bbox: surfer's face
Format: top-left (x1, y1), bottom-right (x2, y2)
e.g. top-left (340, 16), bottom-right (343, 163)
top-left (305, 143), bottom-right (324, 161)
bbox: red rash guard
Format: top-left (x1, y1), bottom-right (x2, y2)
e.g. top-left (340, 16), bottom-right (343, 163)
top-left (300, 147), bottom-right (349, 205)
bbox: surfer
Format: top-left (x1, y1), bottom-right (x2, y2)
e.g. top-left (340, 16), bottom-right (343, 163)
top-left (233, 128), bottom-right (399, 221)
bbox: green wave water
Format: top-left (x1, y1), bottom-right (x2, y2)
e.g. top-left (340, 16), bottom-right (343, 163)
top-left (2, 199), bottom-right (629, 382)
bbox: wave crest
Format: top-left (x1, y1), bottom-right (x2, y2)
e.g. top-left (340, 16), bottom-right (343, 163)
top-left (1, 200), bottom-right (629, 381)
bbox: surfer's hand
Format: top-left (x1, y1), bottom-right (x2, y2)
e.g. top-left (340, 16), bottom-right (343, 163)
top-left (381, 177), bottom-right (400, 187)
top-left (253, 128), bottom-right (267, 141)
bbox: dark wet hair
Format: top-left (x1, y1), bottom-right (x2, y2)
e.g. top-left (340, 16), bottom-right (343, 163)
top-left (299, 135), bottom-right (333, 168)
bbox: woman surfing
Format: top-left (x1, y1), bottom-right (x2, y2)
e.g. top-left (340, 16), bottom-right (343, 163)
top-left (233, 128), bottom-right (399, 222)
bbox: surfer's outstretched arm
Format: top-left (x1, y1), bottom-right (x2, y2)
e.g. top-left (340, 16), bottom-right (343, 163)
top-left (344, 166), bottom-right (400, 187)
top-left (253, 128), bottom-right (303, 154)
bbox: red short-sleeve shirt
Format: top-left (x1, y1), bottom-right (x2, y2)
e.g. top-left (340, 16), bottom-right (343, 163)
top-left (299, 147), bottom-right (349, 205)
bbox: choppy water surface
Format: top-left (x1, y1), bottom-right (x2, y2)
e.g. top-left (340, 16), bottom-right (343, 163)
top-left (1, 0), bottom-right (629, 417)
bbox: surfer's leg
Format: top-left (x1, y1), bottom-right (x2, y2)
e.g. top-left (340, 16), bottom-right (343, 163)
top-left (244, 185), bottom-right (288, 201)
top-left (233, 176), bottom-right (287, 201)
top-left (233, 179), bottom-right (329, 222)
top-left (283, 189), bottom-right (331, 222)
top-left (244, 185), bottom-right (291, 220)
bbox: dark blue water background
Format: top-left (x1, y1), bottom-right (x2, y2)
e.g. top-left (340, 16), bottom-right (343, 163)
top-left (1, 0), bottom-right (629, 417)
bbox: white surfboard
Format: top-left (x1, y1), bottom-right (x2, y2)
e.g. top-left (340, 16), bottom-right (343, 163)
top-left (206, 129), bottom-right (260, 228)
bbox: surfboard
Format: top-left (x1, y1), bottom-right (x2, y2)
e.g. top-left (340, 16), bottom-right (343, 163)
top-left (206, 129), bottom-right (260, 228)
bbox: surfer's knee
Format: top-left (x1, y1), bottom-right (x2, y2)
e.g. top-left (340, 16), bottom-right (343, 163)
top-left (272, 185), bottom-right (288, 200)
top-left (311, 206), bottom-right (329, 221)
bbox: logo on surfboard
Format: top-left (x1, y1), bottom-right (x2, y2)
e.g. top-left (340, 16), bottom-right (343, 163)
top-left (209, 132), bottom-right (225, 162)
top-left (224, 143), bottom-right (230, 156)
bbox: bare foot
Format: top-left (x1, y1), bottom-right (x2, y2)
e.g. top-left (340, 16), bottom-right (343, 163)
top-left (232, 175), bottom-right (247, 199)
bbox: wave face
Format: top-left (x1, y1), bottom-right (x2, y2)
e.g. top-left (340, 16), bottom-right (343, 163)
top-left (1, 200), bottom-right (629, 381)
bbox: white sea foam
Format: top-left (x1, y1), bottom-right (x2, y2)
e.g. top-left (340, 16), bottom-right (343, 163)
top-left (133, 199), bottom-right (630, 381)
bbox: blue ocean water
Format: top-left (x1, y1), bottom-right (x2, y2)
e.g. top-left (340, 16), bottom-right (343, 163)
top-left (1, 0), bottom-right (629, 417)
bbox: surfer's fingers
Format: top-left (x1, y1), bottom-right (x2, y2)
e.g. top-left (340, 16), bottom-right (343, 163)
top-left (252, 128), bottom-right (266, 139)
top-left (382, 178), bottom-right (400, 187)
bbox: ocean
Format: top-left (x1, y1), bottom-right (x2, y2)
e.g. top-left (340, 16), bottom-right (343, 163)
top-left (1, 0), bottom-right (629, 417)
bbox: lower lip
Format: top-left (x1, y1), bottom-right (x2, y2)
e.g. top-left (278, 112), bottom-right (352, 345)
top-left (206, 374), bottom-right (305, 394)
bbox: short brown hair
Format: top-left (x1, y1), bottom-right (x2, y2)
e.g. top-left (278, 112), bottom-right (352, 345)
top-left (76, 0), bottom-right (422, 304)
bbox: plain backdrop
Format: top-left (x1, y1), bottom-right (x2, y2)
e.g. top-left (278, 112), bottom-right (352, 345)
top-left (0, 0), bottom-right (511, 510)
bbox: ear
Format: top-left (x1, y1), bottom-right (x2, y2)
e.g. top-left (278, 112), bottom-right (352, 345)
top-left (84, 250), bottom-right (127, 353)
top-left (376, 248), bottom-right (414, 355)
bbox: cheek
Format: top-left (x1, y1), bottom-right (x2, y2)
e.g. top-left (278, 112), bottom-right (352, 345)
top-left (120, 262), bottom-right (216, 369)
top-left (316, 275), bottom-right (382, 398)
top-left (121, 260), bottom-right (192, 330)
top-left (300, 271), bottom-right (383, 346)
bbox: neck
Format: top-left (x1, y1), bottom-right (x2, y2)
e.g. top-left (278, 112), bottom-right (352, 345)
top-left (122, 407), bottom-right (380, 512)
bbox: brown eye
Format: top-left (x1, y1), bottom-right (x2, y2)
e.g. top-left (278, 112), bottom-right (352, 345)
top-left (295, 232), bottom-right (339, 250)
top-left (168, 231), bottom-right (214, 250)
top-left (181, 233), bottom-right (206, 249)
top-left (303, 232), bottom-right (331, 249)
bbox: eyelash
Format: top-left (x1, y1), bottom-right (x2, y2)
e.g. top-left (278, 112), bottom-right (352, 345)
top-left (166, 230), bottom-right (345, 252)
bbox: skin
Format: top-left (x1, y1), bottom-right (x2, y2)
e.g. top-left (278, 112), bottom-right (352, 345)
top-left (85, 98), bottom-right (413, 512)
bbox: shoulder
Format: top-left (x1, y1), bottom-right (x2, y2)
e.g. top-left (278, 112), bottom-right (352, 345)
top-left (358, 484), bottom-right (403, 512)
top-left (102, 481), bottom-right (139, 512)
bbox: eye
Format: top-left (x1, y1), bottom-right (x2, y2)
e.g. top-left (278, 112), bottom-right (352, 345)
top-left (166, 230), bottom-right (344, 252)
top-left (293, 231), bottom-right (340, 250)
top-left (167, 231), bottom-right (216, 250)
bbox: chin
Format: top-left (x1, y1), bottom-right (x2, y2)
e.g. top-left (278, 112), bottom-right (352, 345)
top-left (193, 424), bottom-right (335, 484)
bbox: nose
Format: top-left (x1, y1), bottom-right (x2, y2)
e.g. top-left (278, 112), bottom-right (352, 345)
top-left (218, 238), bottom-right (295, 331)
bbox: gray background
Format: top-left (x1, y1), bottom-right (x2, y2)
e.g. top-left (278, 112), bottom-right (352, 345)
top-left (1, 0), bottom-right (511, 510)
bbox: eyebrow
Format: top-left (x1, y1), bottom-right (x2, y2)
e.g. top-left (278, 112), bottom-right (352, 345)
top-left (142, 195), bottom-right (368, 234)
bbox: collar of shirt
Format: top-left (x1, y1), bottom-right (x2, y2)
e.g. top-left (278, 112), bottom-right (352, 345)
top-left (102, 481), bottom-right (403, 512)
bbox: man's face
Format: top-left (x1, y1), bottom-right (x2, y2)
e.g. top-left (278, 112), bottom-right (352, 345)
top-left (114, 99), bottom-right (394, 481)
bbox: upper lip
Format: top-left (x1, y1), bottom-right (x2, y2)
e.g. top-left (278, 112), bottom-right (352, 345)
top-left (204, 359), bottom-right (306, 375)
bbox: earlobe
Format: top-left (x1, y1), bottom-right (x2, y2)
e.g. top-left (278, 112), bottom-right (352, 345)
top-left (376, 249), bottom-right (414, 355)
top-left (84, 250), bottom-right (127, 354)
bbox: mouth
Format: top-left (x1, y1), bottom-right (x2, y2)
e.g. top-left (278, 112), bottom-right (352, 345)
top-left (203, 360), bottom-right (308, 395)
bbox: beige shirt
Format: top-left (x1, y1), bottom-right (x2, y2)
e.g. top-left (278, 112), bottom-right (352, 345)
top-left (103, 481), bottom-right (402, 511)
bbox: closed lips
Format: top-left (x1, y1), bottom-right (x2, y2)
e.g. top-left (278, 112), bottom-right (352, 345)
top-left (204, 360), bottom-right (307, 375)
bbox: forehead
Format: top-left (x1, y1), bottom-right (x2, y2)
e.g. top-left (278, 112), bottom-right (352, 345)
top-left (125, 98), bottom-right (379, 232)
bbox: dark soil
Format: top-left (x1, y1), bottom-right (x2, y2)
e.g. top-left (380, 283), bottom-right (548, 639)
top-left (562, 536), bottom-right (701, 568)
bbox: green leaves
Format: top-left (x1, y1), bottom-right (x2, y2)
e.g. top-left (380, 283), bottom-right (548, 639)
____
_WHAT THE EXERCISE ASKS_: How many of the lines above contain the string "hair"? Give the number only.

_ANSWER TO THE EXERCISE_: 2